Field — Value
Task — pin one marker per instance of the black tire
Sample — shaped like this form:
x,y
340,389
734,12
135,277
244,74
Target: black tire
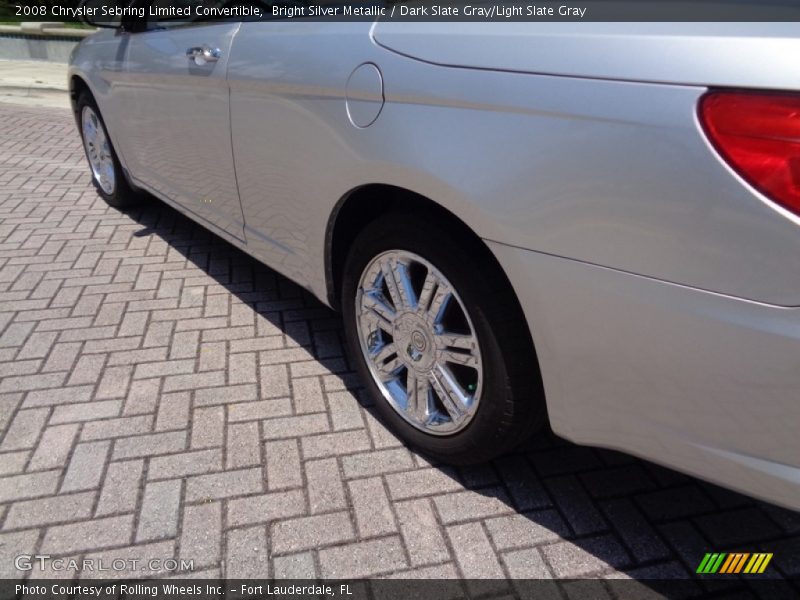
x,y
511,406
123,195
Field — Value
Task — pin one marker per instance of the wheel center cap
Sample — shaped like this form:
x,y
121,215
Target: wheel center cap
x,y
415,342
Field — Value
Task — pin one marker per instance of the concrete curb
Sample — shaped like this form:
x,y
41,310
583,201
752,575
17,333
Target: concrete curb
x,y
34,83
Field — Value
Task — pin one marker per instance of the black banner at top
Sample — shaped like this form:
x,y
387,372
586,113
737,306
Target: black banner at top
x,y
109,11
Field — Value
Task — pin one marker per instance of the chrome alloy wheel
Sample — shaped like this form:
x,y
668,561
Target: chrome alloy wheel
x,y
98,150
419,342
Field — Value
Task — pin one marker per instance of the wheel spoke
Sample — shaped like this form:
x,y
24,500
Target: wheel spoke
x,y
373,322
428,286
418,397
453,398
457,340
439,303
395,274
459,358
387,361
374,303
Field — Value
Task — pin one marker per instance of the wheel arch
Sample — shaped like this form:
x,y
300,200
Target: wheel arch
x,y
77,85
362,205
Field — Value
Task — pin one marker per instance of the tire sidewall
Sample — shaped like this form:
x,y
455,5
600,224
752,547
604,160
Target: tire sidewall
x,y
493,407
119,196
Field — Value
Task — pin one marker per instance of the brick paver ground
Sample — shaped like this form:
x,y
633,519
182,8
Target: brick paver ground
x,y
162,395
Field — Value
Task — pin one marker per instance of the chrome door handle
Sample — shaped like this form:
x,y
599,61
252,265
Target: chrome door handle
x,y
203,54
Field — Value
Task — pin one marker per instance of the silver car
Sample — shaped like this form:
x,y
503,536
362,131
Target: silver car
x,y
591,226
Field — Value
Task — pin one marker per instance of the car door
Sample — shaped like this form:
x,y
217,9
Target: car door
x,y
178,141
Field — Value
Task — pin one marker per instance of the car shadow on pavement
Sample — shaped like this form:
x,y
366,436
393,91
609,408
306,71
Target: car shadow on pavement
x,y
550,508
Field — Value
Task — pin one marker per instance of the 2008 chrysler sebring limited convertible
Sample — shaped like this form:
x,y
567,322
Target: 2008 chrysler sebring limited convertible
x,y
593,226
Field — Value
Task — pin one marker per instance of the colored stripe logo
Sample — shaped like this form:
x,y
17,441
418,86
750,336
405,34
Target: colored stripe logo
x,y
734,562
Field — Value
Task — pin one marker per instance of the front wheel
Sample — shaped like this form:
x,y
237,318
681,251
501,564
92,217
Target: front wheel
x,y
439,341
107,175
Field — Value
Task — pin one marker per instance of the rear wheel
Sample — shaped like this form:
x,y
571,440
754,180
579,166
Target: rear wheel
x,y
439,341
107,175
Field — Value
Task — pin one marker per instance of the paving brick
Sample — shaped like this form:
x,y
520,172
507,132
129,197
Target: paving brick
x,y
636,533
59,396
524,487
208,427
737,527
331,444
248,553
184,344
120,427
527,564
213,356
295,566
372,508
86,466
368,464
381,436
148,445
13,463
324,484
163,368
473,551
224,485
422,482
580,512
265,507
274,381
363,559
307,392
201,534
263,409
114,383
185,464
25,429
89,411
23,383
62,357
49,511
421,532
520,530
283,464
13,545
304,533
88,369
296,426
625,480
243,446
88,535
54,447
674,503
142,397
159,514
469,505
175,383
173,411
242,368
345,411
225,395
587,557
120,488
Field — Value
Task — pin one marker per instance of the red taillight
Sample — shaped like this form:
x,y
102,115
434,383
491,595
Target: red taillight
x,y
758,134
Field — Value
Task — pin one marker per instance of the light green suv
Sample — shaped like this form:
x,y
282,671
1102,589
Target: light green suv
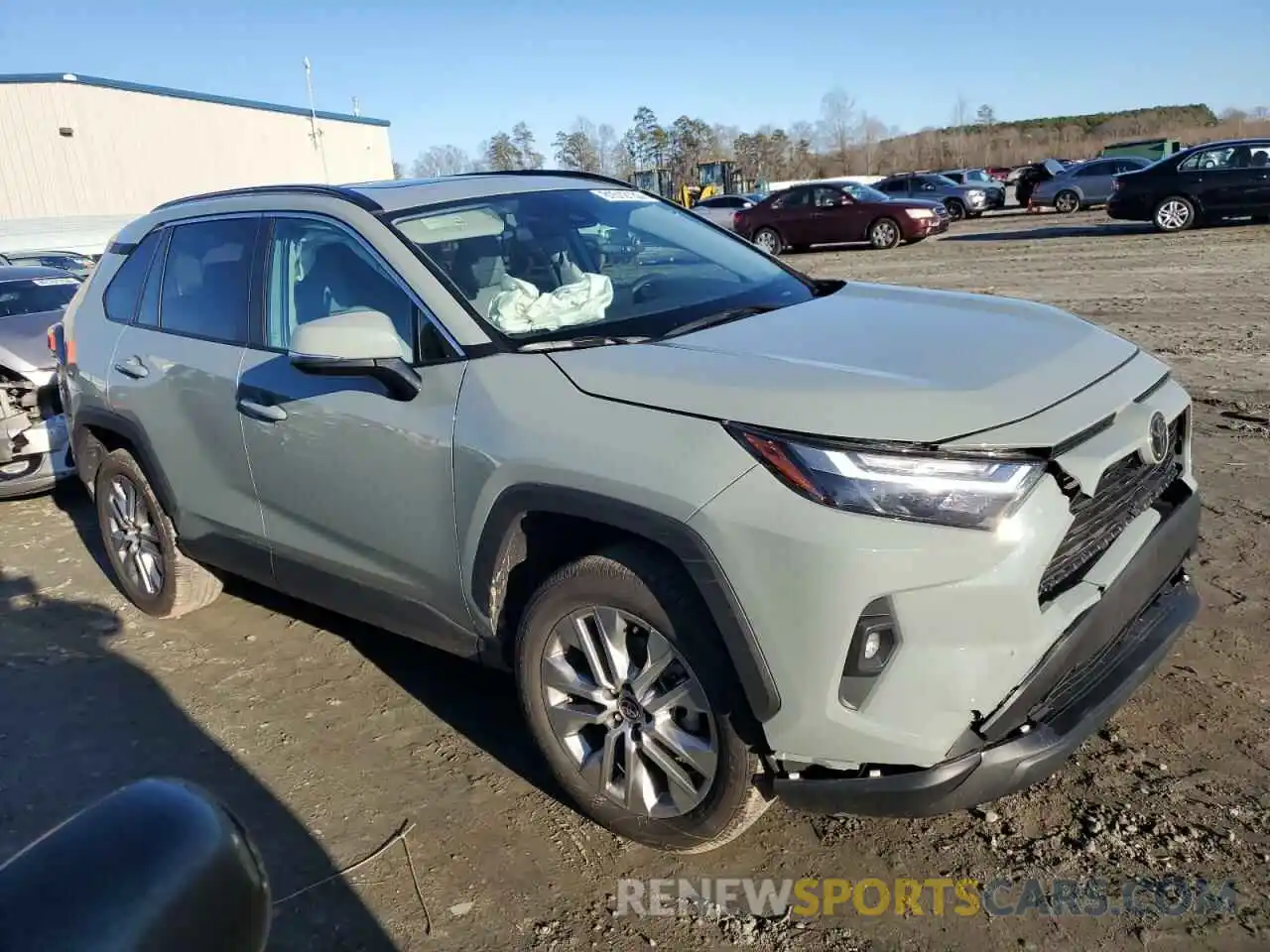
x,y
739,534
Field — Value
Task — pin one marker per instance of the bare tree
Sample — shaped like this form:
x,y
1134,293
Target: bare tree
x,y
441,160
869,132
575,150
527,158
502,153
606,144
837,121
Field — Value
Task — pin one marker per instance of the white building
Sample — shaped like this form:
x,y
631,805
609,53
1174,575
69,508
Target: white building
x,y
77,148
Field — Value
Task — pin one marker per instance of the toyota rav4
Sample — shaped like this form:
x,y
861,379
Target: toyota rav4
x,y
739,535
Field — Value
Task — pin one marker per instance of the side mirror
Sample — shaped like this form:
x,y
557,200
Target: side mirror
x,y
356,344
157,865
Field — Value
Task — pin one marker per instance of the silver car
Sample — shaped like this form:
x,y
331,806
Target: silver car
x,y
738,534
33,443
1083,185
720,208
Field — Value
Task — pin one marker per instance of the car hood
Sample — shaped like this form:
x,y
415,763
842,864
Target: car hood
x,y
24,341
913,203
869,362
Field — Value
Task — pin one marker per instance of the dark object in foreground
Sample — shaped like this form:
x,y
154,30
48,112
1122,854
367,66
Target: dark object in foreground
x,y
159,865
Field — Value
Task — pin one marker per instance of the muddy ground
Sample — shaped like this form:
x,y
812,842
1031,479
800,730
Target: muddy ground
x,y
327,737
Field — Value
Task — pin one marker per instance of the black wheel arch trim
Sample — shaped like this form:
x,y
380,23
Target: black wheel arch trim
x,y
87,419
680,539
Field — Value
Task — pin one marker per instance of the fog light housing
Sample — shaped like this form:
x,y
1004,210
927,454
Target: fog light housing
x,y
873,644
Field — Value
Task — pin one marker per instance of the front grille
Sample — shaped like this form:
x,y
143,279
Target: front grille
x,y
1127,489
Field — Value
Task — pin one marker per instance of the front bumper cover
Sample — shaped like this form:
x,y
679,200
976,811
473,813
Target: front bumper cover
x,y
1092,670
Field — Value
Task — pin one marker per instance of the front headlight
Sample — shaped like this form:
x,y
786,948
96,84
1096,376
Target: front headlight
x,y
965,492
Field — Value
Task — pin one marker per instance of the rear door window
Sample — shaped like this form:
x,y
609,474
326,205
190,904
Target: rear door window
x,y
207,278
125,290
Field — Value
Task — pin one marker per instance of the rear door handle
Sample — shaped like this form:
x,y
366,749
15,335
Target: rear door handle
x,y
132,367
268,413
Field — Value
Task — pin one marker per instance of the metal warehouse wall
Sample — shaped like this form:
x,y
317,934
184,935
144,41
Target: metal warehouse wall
x,y
130,150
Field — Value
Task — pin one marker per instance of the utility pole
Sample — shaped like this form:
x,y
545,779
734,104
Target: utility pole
x,y
313,121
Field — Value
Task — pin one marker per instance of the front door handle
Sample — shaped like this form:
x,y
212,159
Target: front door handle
x,y
132,367
268,413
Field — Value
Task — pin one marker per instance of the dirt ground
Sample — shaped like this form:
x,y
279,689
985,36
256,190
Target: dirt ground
x,y
327,737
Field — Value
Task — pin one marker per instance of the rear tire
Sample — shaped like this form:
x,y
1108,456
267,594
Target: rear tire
x,y
1067,202
587,653
884,234
141,543
1174,213
770,241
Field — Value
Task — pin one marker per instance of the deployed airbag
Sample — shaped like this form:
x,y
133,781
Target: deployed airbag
x,y
581,298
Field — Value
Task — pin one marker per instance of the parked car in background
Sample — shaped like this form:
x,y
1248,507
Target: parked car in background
x,y
960,200
1028,177
1151,149
838,213
72,262
979,178
1082,185
738,534
33,443
721,208
1215,180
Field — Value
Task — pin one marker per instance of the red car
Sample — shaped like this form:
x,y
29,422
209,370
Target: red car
x,y
837,212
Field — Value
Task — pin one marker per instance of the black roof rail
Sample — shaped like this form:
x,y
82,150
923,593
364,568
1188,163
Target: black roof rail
x,y
558,173
344,194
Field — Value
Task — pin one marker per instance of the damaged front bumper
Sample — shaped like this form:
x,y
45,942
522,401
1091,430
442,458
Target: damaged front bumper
x,y
1093,669
35,443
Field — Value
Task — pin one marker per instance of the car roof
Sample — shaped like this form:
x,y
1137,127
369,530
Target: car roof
x,y
399,194
22,272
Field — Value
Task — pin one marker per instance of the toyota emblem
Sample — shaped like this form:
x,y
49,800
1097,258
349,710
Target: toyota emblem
x,y
1157,438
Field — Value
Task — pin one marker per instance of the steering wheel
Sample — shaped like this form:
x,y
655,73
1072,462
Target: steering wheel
x,y
642,286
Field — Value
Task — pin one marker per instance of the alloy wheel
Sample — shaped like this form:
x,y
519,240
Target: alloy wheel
x,y
1174,214
135,537
884,235
630,712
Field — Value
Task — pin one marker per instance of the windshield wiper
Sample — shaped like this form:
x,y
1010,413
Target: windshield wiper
x,y
712,320
575,343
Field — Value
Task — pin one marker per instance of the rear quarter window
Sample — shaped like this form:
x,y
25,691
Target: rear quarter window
x,y
123,293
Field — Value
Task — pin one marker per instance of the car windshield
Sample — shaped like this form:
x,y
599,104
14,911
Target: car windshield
x,y
611,262
862,193
36,295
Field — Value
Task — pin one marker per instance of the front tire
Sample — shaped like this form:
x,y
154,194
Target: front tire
x,y
770,241
1174,213
884,234
1067,202
631,699
141,543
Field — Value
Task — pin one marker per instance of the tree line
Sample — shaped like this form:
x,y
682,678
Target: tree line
x,y
842,140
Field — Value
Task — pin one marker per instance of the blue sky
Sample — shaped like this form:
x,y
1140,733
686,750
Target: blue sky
x,y
454,71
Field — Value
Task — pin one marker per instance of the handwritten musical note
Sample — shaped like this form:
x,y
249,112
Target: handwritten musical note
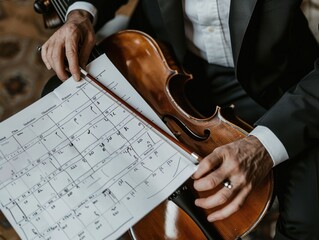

● **Problem requirements**
Look through the entries above and quote exactly the lines from the line with "Target: dirt ground" to the line with "Task — pin one marker per instance of the deployed", counting both of those lines.

● **Task answer**
Target: dirt ground
x,y
327,737
Field — Value
Task — pin one marker per instance of the rear tire
Sample — shaped like this form:
x,y
1108,456
267,594
Target: rear tire
x,y
1067,202
587,653
884,234
141,543
1174,213
770,241
Field — Value
Task — pin one marker per instance of the deployed airbag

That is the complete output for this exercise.